Data items:
▶

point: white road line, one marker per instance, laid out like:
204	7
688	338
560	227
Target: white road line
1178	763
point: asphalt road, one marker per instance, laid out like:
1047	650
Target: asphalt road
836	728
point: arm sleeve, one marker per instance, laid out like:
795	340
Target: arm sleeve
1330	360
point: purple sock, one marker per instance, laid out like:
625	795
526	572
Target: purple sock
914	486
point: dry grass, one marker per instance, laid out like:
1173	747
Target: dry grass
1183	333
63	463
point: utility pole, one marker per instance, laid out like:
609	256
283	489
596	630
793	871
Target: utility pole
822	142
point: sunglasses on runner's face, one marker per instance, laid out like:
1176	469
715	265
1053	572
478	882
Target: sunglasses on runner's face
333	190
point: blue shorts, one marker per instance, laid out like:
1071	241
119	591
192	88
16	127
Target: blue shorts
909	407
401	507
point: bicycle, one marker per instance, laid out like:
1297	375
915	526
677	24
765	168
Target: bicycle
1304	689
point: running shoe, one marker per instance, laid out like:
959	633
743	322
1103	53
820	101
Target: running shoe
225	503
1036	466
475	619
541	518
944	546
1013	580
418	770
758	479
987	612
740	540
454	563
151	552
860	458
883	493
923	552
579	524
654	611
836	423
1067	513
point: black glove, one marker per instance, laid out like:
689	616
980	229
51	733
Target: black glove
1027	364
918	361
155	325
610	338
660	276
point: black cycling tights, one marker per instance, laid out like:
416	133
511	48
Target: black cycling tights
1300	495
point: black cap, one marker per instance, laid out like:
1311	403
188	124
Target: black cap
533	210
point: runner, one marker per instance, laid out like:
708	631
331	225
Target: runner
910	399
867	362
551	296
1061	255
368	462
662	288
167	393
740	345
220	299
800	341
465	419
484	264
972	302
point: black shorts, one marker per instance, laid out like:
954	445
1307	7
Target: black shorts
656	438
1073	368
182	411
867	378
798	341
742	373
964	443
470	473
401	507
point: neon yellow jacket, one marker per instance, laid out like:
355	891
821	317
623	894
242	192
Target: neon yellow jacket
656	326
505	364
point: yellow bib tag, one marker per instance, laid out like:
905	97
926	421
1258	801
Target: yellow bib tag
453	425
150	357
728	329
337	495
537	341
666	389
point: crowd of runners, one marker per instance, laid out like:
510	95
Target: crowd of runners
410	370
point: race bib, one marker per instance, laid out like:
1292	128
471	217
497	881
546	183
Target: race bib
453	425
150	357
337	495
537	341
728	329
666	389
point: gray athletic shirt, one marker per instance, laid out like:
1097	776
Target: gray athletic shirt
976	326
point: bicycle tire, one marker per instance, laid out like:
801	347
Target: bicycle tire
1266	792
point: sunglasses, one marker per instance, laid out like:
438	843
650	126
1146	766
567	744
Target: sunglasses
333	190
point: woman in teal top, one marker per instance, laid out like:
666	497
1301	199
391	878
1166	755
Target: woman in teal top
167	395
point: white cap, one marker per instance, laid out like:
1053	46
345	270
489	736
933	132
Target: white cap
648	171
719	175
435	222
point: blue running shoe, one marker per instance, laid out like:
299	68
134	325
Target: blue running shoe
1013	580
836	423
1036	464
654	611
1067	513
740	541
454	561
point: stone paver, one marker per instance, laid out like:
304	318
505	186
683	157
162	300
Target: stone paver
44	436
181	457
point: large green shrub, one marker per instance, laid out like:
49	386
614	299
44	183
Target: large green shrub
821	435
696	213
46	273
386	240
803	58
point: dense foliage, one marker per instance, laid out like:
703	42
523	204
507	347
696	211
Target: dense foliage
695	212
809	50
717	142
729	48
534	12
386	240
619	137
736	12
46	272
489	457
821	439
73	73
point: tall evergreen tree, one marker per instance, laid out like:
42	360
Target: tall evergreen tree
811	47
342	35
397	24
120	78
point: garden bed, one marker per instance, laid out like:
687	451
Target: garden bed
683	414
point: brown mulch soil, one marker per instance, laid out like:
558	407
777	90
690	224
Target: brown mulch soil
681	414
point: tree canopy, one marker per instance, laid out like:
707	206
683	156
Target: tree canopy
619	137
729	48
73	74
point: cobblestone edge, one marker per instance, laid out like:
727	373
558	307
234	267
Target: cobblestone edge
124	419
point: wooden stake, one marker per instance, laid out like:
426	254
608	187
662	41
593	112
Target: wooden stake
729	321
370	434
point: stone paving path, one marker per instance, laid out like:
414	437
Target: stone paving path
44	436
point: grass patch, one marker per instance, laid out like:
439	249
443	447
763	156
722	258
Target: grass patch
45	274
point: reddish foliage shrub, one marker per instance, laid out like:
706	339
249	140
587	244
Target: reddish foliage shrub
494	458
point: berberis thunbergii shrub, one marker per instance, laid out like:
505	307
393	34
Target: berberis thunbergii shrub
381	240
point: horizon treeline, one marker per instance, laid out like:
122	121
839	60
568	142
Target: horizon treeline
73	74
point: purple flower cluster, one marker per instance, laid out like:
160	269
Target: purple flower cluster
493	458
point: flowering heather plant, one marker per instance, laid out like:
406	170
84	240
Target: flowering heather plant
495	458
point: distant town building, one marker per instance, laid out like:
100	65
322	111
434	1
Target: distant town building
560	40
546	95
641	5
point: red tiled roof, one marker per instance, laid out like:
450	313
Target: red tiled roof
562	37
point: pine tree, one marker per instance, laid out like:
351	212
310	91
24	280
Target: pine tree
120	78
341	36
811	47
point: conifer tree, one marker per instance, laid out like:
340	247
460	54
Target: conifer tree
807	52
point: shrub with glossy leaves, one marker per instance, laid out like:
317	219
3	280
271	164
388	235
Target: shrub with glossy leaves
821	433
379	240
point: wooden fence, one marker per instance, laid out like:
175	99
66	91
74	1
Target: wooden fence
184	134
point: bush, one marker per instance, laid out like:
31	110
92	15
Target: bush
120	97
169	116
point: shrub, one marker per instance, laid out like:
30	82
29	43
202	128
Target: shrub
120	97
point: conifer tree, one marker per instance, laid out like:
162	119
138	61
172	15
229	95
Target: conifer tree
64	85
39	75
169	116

◀

▶ WHAT YOU WILL DO
Your task is to print all of the records exactly.

▶ RESPONSE BELOW
point: white road line, one marker per instance, laid out like:
204	7
688	338
560	227
Target: white road line
1178	763
point: asphalt road, one marker per instance, laid out like:
1047	650
Target: asphalt road
836	728
point: arm sleeve, one marker per instance, laid out like:
795	340
Target: arm sleeve
1330	360
point: purple sock, one marker per instance, laid out like:
625	795
526	572
Target: purple sock
914	486
point: dry grass, one marker per instance, laid out like:
1173	747
Target: dry grass
1183	333
63	463
point: utility pole, one marker per instance, laid out like:
609	256
283	489
596	630
793	871
Target: utility pole
822	142
point: sunglasses on runner's face, one marker per instance, laid out like:
1176	469
715	265
1053	572
478	882
Target: sunglasses on runner's face
333	190
point: blue shorts, one marker per instance, laid out like:
1071	241
119	591
192	88
16	127
Target: blue shorts
909	407
401	507
point: bicycle, one marker per instance, laid out like:
1297	375
915	526
677	24
765	168
Target: bicycle
1304	689
point: running shoe, one marker per instance, laid out like:
959	633
743	322
1103	53
820	101
Target: running shoe
225	503
1036	466
475	619
541	518
944	546
1013	580
418	770
758	479
987	612
740	540
454	563
151	552
860	458
883	493
923	552
579	524
654	611
836	423
1067	513
point: black glove, one marker per instance, laid out like:
689	616
980	229
51	733
Target: black glove
1027	364
918	361
155	325
610	338
660	276
point: black cycling tights, one marker per instance, laid out like:
416	133
511	48
Target: black cycling tights
1300	495
point: black cap, one marker per instance, laid out like:
1311	403
188	124
Target: black cap
533	210
point: runner, one marker per instance, laid out like:
708	631
331	225
Target: runner
910	399
867	362
551	296
1061	255
368	462
662	288
167	393
740	345
220	299
800	341
465	419
484	264
972	302
point: black shorts, one marker per instance, laid out like:
954	445
1307	7
Target: black shorts
656	438
1073	368
182	411
867	378
798	341
742	373
964	443
470	473
401	507
point: neon yellow jacket, one marker per instance, laid out like:
355	891
821	317
623	894
242	192
Target: neon yellow jacket
656	326
505	364
point: yellow bib tag, one marker per instance, laid out like:
905	97
926	421
1258	801
Target: yellow bib tag
453	425
150	357
728	329
337	495
537	341
666	389
point: crowd of runners, one marker per instance, laid out like:
510	95
Target: crowd of runners
410	370
point: race bib, one marker per instance, laid out like:
1292	128
471	217
497	881
546	183
Target: race bib
453	425
150	357
337	495
537	341
728	329
666	389
point: gray athletic shirt, one marker per instance, laid out like:
1097	776
Target: gray athletic shirt
976	326
point: bicycle tire, one marker per instance, laid out like:
801	347
Target: bicycle tire
1266	792
point: sunglasses, one marker per instance, laid out like:
438	843
650	126
1146	766
567	744
Target: sunglasses
333	190
point: woman in teal top, one marker per instance, laid out like:
666	497
1301	199
391	878
1166	755
Target: woman in teal top
167	395
point: white cap, one marker per instance, laid out like:
1053	46
345	270
489	736
933	132
Target: white cap
648	171
719	175
435	222
point: blue running shoe, one marker per instance, laid out like:
299	68
134	325
Target: blue running shoe
1013	580
836	423
1036	464
654	611
1067	513
740	541
454	561
point: stone paver, one marker per instance, laid out like:
304	318
505	186
683	157
162	300
Target: stone paver
44	436
181	457
point: large green shrub, one marker per instance, laid out like:
49	386
614	299
44	183
Target: large green shrub
821	435
696	213
46	273
386	240
803	58
point: dense foliage, one marker per instance, laid out like:
703	42
523	204
507	347
696	211
Target: dense foliage
695	212
809	50
717	142
729	48
534	12
386	240
619	137
736	12
46	272
489	457
821	439
73	73
point: tall evergreen tree, one marker per instance, laid out like:
42	360
Target: tall evergreen tree
811	47
342	35
397	24
120	78
point: garden bed, one marker per instance, laid out like:
687	451
Target: garden bed
683	414
point: brown mulch soil, one marker per instance, laid out like:
558	407
777	90
690	224
Target: brown mulch soil
681	414
point: tree canopy, one marker per instance, laid out like:
707	206
683	156
Target: tree canopy
619	137
729	48
73	74
point: cobblestone edge, one marker per instance, laid out like:
727	373
558	307
234	267
Target: cobblestone edge
124	419
point: wooden stake, one marker per instance, laid out like:
426	254
608	187
662	41
593	112
Target: wooden stake
729	321
370	434
point: stone paving path, one marker per instance, laid out like:
414	437
Target: stone paving path
44	436
point: grass patch, one marker per instance, laid out like:
439	249
443	447
763	156
722	258
Target: grass patch
45	274
point: reddish foliage shrub, one marker per instance, laid out like:
706	339
249	140
587	244
Target: reddish foliage shrub
494	458
point: berberis thunbergii shrub, one marker per instance, laid out like:
505	307
393	34
Target: berberis thunbergii shrub
381	240
point: horizon treeline, one marker per instance, laid out like:
122	121
839	60
568	142
Target: horizon treeline
73	74
point: purple flower cluster, one marker per instance, laid out like:
160	269
Target: purple flower cluster
493	458
point: flowering heather plant, one marker per instance, laid out like:
406	170
84	240
Target: flowering heather plant
495	458
point: distant town building, one marker per instance, laid out like:
100	65
322	111
434	1
Target: distant town building
560	40
546	95
641	5
point: red tiled roof, one marker per instance, laid out like:
450	313
Target: red tiled roof
562	37
point: pine tree, one marker per instance, laid out like:
351	212
310	91
24	280
Target: pine tree
120	78
341	36
811	47
point: conifer tree, one marker per instance, laid out like:
340	247
460	54
Target: conifer tree
807	52
point: shrub with glossy leaves, one marker per instance, laid out like:
317	219
3	280
271	164
388	235
Target: shrub with glossy leaves
821	433
379	240
point: wooden fence, one marker per instance, laid out like:
175	99
66	91
74	1
Target: wooden fence
184	134
point: bush, one marker per instance, laid out like:
31	110
92	15
Target: bush
120	97
169	116
point: shrub, one marker per instance, laid out like:
30	82
29	43
202	128
Target: shrub
120	97
point: conifer tree, one marker per instance, laid out like:
162	119
138	61
172	15
229	95
Target: conifer tree
64	85
39	75
169	116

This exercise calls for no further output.